━━ Data provided

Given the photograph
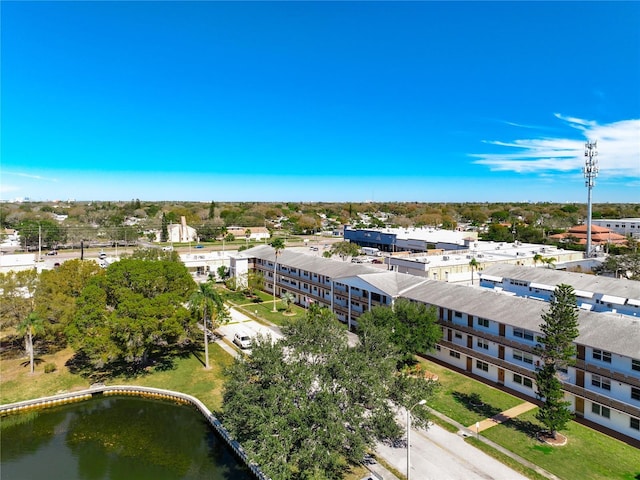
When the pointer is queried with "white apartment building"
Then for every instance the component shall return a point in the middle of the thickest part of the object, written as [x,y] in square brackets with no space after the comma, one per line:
[485,332]
[596,293]
[623,226]
[454,267]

━━━━

**Problem description**
Are you able to set down all the lines above exactly, without any pictures?

**Answer to this task**
Given the photograph
When the pointer is queried with "white apartment building"
Then for every instance the component shall return a point in the middle of the thickest part of the object, written as [x,y] in square brackets with no space after the comma, one per line:
[485,332]
[596,293]
[623,226]
[454,267]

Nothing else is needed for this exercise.